What the task asks: Retype the following records line for line, leaving out the pictures.

[Point annotations for images]
»»
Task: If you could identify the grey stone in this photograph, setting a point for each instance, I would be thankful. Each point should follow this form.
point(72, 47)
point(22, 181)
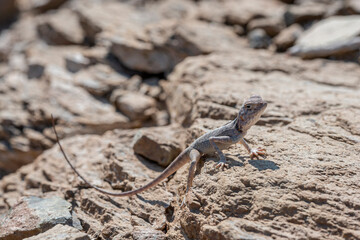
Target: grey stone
point(272, 26)
point(335, 35)
point(40, 6)
point(303, 13)
point(76, 62)
point(135, 106)
point(53, 30)
point(33, 215)
point(61, 232)
point(157, 144)
point(287, 37)
point(8, 11)
point(258, 39)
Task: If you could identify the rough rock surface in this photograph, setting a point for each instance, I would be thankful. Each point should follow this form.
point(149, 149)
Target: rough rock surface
point(332, 36)
point(158, 144)
point(8, 11)
point(176, 69)
point(33, 215)
point(53, 30)
point(61, 232)
point(287, 37)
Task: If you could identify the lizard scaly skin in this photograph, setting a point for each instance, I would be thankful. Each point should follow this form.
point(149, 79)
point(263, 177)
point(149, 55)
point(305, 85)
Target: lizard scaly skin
point(213, 141)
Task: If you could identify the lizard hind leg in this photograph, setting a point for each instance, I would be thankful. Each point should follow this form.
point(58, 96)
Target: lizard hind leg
point(194, 159)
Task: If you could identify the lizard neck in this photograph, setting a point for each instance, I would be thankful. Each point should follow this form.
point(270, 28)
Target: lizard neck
point(238, 125)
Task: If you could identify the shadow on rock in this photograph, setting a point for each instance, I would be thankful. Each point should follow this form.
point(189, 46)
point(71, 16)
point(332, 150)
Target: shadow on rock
point(153, 202)
point(262, 165)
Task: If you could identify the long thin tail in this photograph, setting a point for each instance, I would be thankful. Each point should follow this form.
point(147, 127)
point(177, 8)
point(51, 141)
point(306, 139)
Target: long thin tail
point(181, 160)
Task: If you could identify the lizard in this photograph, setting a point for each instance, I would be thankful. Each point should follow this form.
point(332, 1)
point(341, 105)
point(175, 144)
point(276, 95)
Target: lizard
point(213, 141)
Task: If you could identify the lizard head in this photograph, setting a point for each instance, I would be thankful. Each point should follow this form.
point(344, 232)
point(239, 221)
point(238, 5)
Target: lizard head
point(251, 111)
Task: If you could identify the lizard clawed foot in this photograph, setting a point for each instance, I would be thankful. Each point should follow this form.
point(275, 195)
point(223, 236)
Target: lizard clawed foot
point(221, 165)
point(185, 200)
point(257, 152)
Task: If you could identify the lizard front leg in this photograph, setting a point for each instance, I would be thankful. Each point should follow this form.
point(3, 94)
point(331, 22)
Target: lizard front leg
point(194, 158)
point(253, 153)
point(221, 140)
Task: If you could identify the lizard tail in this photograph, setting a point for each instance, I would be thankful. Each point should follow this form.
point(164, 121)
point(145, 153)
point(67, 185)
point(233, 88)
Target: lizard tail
point(181, 160)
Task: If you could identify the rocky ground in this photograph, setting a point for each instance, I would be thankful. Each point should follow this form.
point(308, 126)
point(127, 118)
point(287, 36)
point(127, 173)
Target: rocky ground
point(131, 83)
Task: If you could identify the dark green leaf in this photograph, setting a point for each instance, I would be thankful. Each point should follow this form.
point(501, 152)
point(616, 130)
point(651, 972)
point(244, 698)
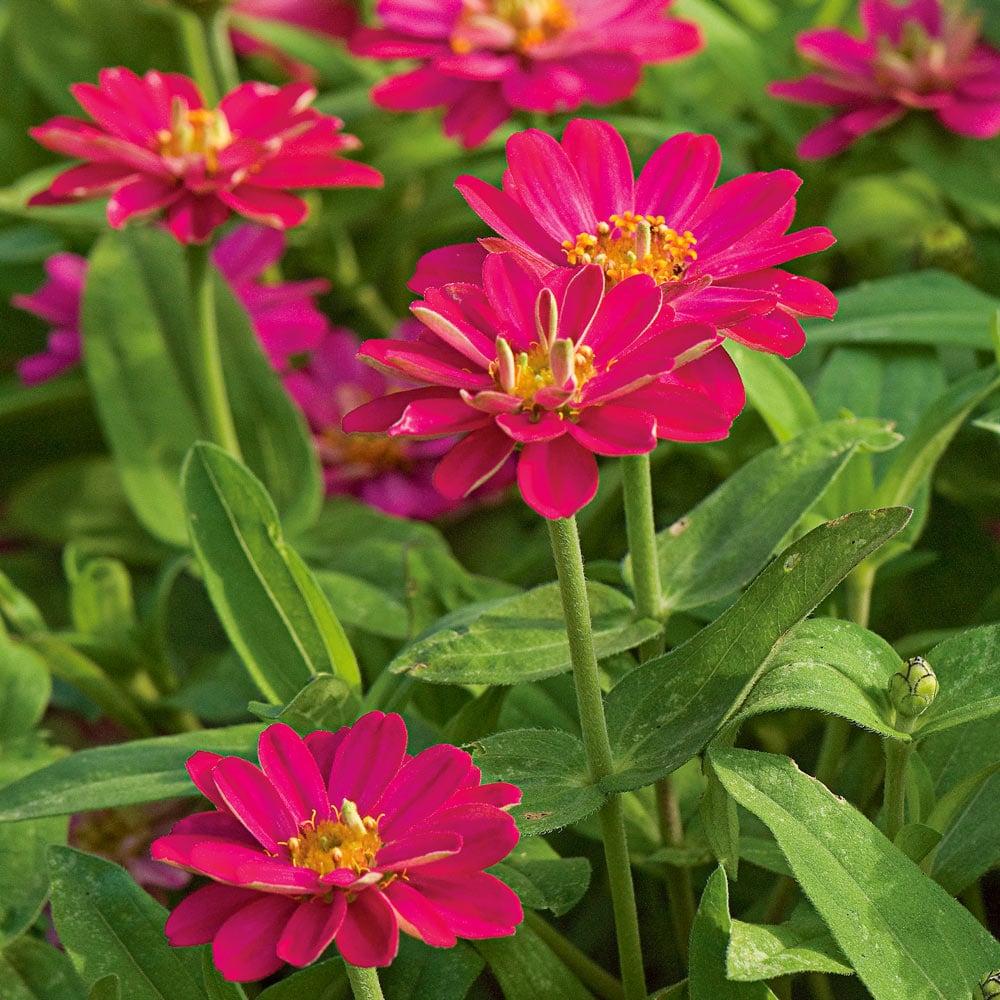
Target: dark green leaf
point(109, 925)
point(904, 935)
point(271, 606)
point(100, 777)
point(666, 710)
point(551, 770)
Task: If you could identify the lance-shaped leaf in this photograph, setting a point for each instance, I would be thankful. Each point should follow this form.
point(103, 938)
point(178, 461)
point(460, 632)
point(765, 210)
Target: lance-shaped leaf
point(902, 933)
point(270, 604)
point(521, 638)
point(723, 542)
point(666, 710)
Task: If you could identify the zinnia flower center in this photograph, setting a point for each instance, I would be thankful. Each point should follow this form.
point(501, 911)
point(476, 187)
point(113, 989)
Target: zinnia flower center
point(634, 244)
point(505, 25)
point(349, 841)
point(195, 132)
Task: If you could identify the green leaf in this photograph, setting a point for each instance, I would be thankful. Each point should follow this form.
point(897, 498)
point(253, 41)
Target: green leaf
point(34, 970)
point(775, 392)
point(666, 710)
point(542, 879)
point(550, 768)
point(25, 687)
point(800, 944)
point(269, 603)
point(519, 639)
point(904, 935)
point(829, 665)
point(721, 544)
point(527, 969)
point(925, 307)
point(109, 925)
point(707, 977)
point(122, 774)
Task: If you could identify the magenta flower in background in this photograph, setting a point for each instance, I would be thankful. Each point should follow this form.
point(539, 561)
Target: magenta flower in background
point(153, 147)
point(283, 314)
point(340, 837)
point(57, 302)
point(711, 250)
point(924, 55)
point(482, 59)
point(336, 19)
point(554, 367)
point(392, 474)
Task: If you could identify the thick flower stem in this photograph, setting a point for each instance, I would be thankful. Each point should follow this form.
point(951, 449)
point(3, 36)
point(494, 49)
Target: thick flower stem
point(576, 611)
point(640, 527)
point(364, 983)
point(208, 361)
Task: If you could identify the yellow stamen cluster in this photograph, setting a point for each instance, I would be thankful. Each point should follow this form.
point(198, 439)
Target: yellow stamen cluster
point(349, 841)
point(634, 244)
point(200, 131)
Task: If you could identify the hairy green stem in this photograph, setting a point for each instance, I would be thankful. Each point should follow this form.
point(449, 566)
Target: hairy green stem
point(596, 978)
point(211, 381)
point(568, 558)
point(364, 983)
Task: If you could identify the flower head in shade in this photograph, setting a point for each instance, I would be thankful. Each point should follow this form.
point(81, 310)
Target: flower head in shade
point(391, 474)
point(283, 314)
point(557, 368)
point(482, 59)
point(154, 147)
point(712, 251)
point(336, 19)
point(925, 55)
point(340, 837)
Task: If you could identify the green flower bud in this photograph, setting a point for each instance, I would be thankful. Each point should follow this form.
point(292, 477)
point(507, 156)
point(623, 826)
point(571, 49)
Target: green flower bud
point(912, 688)
point(989, 985)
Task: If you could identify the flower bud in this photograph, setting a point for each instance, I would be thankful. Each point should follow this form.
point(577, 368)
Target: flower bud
point(989, 985)
point(912, 688)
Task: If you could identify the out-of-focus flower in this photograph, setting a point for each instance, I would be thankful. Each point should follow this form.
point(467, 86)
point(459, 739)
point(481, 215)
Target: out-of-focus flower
point(924, 55)
point(391, 474)
point(482, 59)
point(712, 251)
point(57, 302)
point(154, 147)
point(336, 19)
point(556, 367)
point(340, 837)
point(283, 314)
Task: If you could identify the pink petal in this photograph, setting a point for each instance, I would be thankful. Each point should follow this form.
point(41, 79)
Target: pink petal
point(557, 478)
point(245, 946)
point(313, 925)
point(369, 935)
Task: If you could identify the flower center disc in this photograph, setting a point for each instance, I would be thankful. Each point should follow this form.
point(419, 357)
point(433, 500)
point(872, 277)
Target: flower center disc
point(349, 841)
point(505, 25)
point(634, 244)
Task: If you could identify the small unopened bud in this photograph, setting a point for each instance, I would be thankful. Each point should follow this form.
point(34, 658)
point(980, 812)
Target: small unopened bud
point(989, 985)
point(912, 688)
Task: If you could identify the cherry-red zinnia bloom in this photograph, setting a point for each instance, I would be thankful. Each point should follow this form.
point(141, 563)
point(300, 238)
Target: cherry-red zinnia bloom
point(923, 55)
point(713, 251)
point(557, 368)
point(340, 837)
point(481, 59)
point(154, 147)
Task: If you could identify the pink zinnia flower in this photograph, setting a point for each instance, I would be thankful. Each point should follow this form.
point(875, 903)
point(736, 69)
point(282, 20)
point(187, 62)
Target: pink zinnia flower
point(923, 55)
point(283, 314)
point(154, 147)
point(483, 58)
point(556, 367)
point(712, 251)
point(391, 474)
point(340, 837)
point(336, 19)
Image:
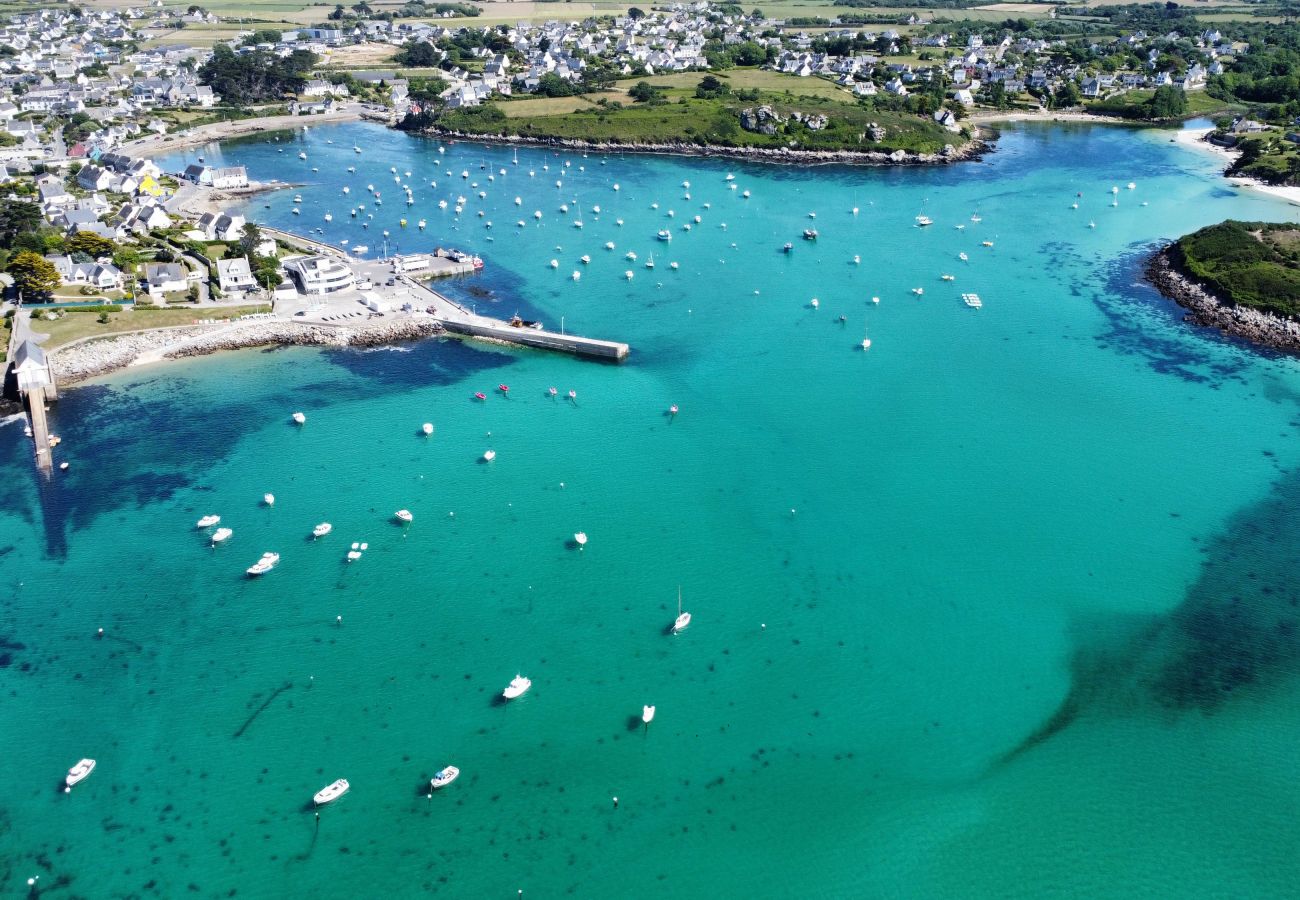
««
Output for this exercise:
Task: If you could identify the grey stone in this photograph, setting a point for each instance, I would be thankful. Each point should follow this form.
point(72, 47)
point(22, 181)
Target: grey stone
point(272, 26)
point(335, 35)
point(40, 6)
point(303, 13)
point(76, 62)
point(135, 106)
point(53, 30)
point(33, 215)
point(61, 232)
point(157, 144)
point(287, 37)
point(8, 11)
point(258, 39)
Task: If you could identify the rough rock surface in this photograph, setting a point for each instance, I would be thankful. Each point should follow this form.
point(149, 149)
Target: rough rock surface
point(332, 36)
point(158, 144)
point(8, 11)
point(176, 69)
point(33, 215)
point(53, 30)
point(61, 232)
point(287, 37)
Task: If you could identify the lizard scaly skin in this photograph, setting a point for each instance, I would be thankful. Each point should follow this form.
point(149, 79)
point(263, 177)
point(149, 55)
point(305, 85)
Target: lizard scaly skin
point(213, 141)
Task: If you could identify the lizard hind leg in this photograph, setting a point for each instance, I would be thankful. Each point should follow this form.
point(58, 96)
Target: lizard hind leg
point(194, 159)
Task: If you could identify the lizard neck in this photograph, setting a point for each instance, I would be thankful. Each point should follow this form.
point(270, 28)
Target: lizard neck
point(238, 125)
Task: If you could identify the shadow on rock in this photograph, setting a point for each instance, I would be thankful. Each point should follow this form.
point(189, 46)
point(71, 16)
point(332, 150)
Target: shadow on rock
point(153, 202)
point(262, 165)
Task: If you could identify the long thin tail in this photograph, setting a point for each instance, I would be thankful. Each point should follow this form.
point(147, 127)
point(177, 8)
point(51, 141)
point(306, 139)
Target: long thin tail
point(181, 160)
Task: If you could identify the lizard in this photograph, setting a point for each instance, I would be thankful. Each point should follow this form.
point(332, 1)
point(341, 105)
point(175, 144)
point(276, 95)
Target: lizard
point(213, 141)
Task: If you could identify the lizard head in this photograph, setting a point for each instance, I would be thankful. Each point should follow this form.
point(344, 232)
point(239, 221)
point(238, 5)
Target: lizard head
point(251, 111)
Task: If you could identify the lizard clawed foot in this photograph, setting a point for each instance, I would be thankful. Each point should follow this form.
point(275, 195)
point(223, 236)
Target: lizard clawed foot
point(221, 165)
point(185, 200)
point(257, 152)
Task: If you could identify the lizard front leg in this photograph, setting a point for each instance, I would be thankful. Each point should follow this form.
point(3, 94)
point(331, 22)
Target: lizard front leg
point(194, 158)
point(253, 153)
point(221, 140)
Task: If you could identify the lizard tail in this photograph, setting a point for each instance, I would be thankful. Each point should follow this form.
point(164, 121)
point(145, 153)
point(67, 185)
point(233, 88)
Target: lizard tail
point(181, 160)
Task: If you could identify the rocky ground in this photograph, setting a point for each instance, I would be thankful. Each point should follow this form.
point(308, 126)
point(127, 118)
point(287, 36)
point(127, 173)
Target: rocky ground
point(131, 83)
Task: If you could identify the dark green leaf in this photograph, setting a point for each instance, I would be thankful. Each point should follow this form.
point(501, 152)
point(616, 130)
point(651, 972)
point(244, 698)
Target: dark green leaf
point(109, 925)
point(904, 935)
point(271, 606)
point(100, 777)
point(666, 710)
point(551, 770)
Task: If you could identify the lance-shaped leaf in this photograph, setting a point for each instance, I would be thankful. Each point should follow this form.
point(103, 938)
point(178, 461)
point(460, 632)
point(765, 210)
Target: lance-shaped leaf
point(902, 933)
point(270, 604)
point(521, 638)
point(723, 542)
point(666, 710)
Task: If you could identify the zinnia flower center in this photograph, setting a point for each instance, I would be thankful. Each point should follow this form.
point(501, 911)
point(476, 187)
point(113, 989)
Target: zinnia flower center
point(634, 244)
point(505, 25)
point(349, 841)
point(195, 132)
Task: If you could identify the green leaf in this photograph, setting a point for each instance, I would be thankful. Each point should follow this form.
point(897, 498)
point(253, 41)
Target: green leaf
point(34, 970)
point(775, 392)
point(666, 710)
point(542, 879)
point(550, 768)
point(25, 687)
point(800, 944)
point(269, 603)
point(519, 639)
point(904, 935)
point(829, 665)
point(721, 544)
point(527, 969)
point(925, 307)
point(109, 925)
point(707, 977)
point(122, 774)
Task: If you could identify the magenta flower in background in this photograph, setting a point for each instance, I would be thankful. Each point should follow this form.
point(539, 561)
Target: magenta flower in background
point(153, 147)
point(283, 314)
point(340, 837)
point(57, 302)
point(711, 250)
point(924, 55)
point(482, 59)
point(336, 19)
point(554, 367)
point(392, 474)
Task: If you could identify the thick flower stem in this photograph, setting a point for each instance, I would be thankful. Each point should follow this form.
point(951, 449)
point(3, 36)
point(494, 49)
Target: thick flower stem
point(576, 611)
point(640, 527)
point(364, 983)
point(208, 361)
Task: If you could identify the yellow stamen cluster in this photograph, setting a point for each instance, I would be thankful. Each point should follow this form.
point(198, 439)
Target: yellow stamen cluster
point(349, 841)
point(634, 244)
point(200, 131)
Task: If you could identify the hairy green stem in this photograph, setting a point for each instance, I would be thankful. Each point should follow this form.
point(449, 566)
Target: hairy green stem
point(596, 978)
point(211, 381)
point(568, 558)
point(364, 983)
Task: If you could identify the flower head in shade in this photograph, setting a point for each instance, I would be thankful. Each point should follow this form.
point(81, 310)
Target: flower head in shade
point(391, 474)
point(283, 314)
point(557, 368)
point(482, 59)
point(154, 147)
point(712, 251)
point(336, 19)
point(925, 55)
point(340, 837)
Task: If you could identify the green flower bud in this photograph, setting a point for each instance, I would be thankful. Each point should follow this form.
point(292, 477)
point(507, 156)
point(623, 826)
point(571, 49)
Target: green flower bud
point(912, 688)
point(989, 985)
Task: If you could identify the flower bud in this photograph, setting a point for each instance, I would be thankful. Each point should follow this form.
point(577, 368)
Target: flower bud
point(989, 985)
point(912, 688)
Task: If you could identify the out-of-focus flower in this photograph, setting a point for each instance, I would be thankful. Each point should follow this form.
point(467, 86)
point(459, 739)
point(481, 215)
Target: out-of-focus flower
point(924, 55)
point(391, 474)
point(482, 59)
point(712, 251)
point(57, 302)
point(154, 147)
point(336, 19)
point(556, 367)
point(340, 837)
point(283, 314)
Task: If you could identify the pink petal in this photograph, setting a point for each instance, I would be thankful. Each point should follow this form.
point(41, 79)
Target: pink petal
point(557, 478)
point(245, 946)
point(313, 925)
point(369, 935)
Task: If you could identify the flower center disc in this photograph, setting a point for each instance, I would be thankful. Each point should follow this form.
point(419, 357)
point(433, 500)
point(872, 277)
Target: flower center disc
point(349, 841)
point(505, 25)
point(634, 244)
Task: If you could identify the small unopened bud in this photograph, setting a point for each instance, I would be thankful. Each point should follow this form.
point(34, 658)
point(980, 812)
Target: small unopened bud
point(989, 985)
point(912, 688)
Task: If you could identify the cherry-red zinnia bloom in this photograph, setting a point for each instance, I would be thankful. Each point should follow this form.
point(141, 563)
point(300, 238)
Target: cherry-red zinnia bloom
point(923, 55)
point(713, 251)
point(557, 368)
point(340, 837)
point(481, 59)
point(154, 147)
Task: If you could identify the pink zinnia flower in this photograph, setting a point for each instance, I would be thankful. Each point should follow this form.
point(875, 903)
point(736, 69)
point(282, 20)
point(187, 62)
Target: pink zinnia flower
point(923, 55)
point(283, 314)
point(154, 147)
point(483, 58)
point(556, 367)
point(712, 251)
point(391, 474)
point(340, 837)
point(336, 19)
Image:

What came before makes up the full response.